:: What needs to be done ::
From the records below, pull out every line that contains the string "batting". Treat uppercase and lowercase as different.

:: Records for this exercise ::
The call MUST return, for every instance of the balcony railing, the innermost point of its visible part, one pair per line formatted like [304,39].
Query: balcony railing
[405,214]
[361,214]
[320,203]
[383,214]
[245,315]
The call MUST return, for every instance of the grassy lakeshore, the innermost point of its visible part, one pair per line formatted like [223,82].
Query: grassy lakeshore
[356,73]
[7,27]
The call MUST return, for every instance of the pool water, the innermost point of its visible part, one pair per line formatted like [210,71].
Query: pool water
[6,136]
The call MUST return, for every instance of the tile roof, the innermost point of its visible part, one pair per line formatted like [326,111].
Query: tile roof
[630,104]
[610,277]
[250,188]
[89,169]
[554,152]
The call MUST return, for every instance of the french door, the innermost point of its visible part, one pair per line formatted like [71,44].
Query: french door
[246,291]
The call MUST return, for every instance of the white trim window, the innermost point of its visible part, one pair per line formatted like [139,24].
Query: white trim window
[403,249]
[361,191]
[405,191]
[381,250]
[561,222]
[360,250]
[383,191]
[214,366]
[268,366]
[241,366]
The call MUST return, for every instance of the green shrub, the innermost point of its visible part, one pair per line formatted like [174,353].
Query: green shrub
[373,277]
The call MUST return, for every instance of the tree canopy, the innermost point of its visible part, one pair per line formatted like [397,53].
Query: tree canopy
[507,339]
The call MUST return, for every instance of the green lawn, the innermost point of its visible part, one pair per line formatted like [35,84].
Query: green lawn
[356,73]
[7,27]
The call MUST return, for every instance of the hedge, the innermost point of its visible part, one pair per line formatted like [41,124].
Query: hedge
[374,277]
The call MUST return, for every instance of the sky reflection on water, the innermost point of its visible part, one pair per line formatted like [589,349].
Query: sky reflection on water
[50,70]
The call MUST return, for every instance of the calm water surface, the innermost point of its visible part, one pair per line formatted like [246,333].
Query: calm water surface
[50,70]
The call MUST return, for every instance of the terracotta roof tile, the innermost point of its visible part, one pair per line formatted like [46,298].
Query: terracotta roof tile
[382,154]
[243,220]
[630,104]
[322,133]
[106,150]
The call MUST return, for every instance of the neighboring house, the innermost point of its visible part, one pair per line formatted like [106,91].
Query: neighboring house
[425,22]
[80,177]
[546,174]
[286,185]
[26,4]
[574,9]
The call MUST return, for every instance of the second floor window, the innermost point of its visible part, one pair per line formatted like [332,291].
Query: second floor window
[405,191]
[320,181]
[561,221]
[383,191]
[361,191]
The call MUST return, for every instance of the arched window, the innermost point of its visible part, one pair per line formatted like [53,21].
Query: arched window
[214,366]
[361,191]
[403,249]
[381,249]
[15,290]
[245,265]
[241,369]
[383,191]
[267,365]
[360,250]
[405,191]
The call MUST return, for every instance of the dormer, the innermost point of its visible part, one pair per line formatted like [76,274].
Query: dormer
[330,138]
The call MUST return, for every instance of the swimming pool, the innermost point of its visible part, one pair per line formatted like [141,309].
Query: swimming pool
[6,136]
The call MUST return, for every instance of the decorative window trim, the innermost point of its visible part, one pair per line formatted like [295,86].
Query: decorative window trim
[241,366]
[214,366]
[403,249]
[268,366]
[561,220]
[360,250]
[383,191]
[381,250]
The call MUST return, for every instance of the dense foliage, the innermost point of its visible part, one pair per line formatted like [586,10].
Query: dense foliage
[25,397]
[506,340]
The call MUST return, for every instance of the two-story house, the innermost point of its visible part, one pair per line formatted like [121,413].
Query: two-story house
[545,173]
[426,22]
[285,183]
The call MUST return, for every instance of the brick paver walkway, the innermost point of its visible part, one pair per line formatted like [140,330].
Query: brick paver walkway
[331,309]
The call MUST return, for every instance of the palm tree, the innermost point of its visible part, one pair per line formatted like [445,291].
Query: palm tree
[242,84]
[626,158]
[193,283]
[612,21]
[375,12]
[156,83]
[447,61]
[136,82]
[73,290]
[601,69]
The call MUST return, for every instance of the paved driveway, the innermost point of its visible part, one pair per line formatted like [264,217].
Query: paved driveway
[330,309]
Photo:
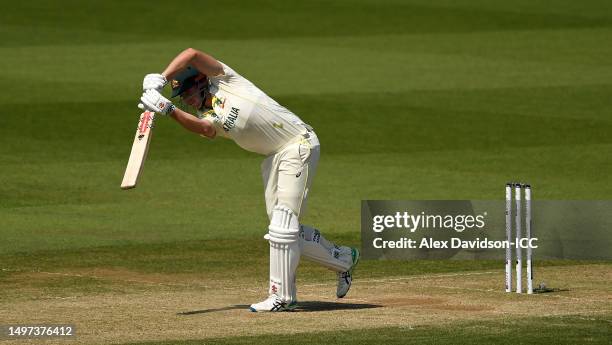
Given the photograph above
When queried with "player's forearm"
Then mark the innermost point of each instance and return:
(201, 61)
(193, 124)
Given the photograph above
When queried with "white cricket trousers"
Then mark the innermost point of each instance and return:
(288, 174)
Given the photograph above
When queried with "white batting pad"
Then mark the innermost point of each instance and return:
(316, 248)
(284, 253)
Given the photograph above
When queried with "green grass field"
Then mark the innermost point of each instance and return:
(410, 99)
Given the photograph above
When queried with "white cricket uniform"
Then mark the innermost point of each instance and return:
(257, 123)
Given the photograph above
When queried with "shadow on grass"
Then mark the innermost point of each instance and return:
(308, 306)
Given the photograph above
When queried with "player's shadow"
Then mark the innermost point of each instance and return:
(308, 306)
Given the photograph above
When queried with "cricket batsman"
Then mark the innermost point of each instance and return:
(228, 105)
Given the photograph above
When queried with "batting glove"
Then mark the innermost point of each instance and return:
(152, 100)
(154, 81)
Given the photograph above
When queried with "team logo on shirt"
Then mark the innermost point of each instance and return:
(230, 122)
(218, 102)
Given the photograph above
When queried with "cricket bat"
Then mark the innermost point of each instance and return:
(139, 150)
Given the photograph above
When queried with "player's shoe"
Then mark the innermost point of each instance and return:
(272, 303)
(345, 279)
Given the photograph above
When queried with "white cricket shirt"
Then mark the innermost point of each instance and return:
(245, 114)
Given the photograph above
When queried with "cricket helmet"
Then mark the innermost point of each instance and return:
(185, 80)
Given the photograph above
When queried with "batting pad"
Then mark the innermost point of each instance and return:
(284, 253)
(316, 248)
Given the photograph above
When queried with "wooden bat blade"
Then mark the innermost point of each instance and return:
(140, 147)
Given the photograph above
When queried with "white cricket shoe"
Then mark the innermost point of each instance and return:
(345, 279)
(272, 303)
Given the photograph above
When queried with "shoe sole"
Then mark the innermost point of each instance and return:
(290, 307)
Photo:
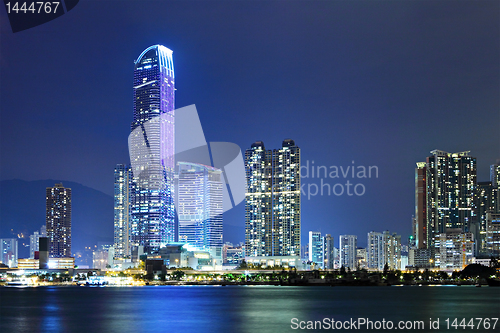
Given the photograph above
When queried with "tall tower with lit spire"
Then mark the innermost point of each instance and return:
(152, 213)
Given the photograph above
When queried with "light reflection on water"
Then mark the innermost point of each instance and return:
(229, 309)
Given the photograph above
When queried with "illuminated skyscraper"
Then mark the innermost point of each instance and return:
(199, 205)
(316, 251)
(8, 252)
(329, 256)
(58, 220)
(152, 193)
(123, 183)
(375, 250)
(272, 209)
(451, 186)
(421, 235)
(347, 247)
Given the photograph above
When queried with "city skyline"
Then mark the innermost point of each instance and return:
(368, 90)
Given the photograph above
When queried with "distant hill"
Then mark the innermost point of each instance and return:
(22, 212)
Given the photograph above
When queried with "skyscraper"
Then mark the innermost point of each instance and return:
(272, 209)
(421, 234)
(329, 252)
(451, 186)
(316, 251)
(8, 252)
(123, 183)
(152, 143)
(347, 247)
(375, 250)
(58, 220)
(199, 205)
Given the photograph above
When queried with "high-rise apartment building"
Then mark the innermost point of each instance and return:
(316, 248)
(495, 175)
(445, 189)
(58, 220)
(151, 146)
(453, 249)
(8, 251)
(122, 192)
(272, 210)
(421, 235)
(492, 247)
(329, 252)
(486, 202)
(348, 245)
(199, 205)
(375, 251)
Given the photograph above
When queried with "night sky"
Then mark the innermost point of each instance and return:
(380, 83)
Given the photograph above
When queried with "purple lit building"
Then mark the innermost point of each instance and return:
(151, 146)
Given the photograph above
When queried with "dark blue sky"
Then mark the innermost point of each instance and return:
(375, 82)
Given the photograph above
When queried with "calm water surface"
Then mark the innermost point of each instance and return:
(233, 308)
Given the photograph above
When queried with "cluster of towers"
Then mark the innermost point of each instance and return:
(159, 200)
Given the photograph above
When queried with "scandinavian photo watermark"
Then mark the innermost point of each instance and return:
(367, 324)
(329, 180)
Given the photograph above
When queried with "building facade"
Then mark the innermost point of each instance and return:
(421, 235)
(151, 147)
(348, 245)
(492, 247)
(486, 202)
(375, 251)
(316, 248)
(58, 221)
(199, 205)
(122, 192)
(329, 252)
(272, 209)
(445, 187)
(454, 249)
(8, 251)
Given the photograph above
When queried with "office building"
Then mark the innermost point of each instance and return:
(272, 209)
(58, 220)
(347, 247)
(199, 205)
(151, 147)
(123, 183)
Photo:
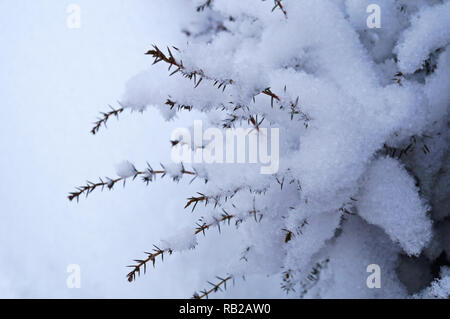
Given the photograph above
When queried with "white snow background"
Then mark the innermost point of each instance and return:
(53, 82)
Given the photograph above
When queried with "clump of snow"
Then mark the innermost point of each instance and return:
(389, 198)
(125, 169)
(417, 43)
(362, 115)
(439, 289)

:: Finished task ::
When queried with "white batting pad"
When queried with "batting glove"
When queried with "batting pad"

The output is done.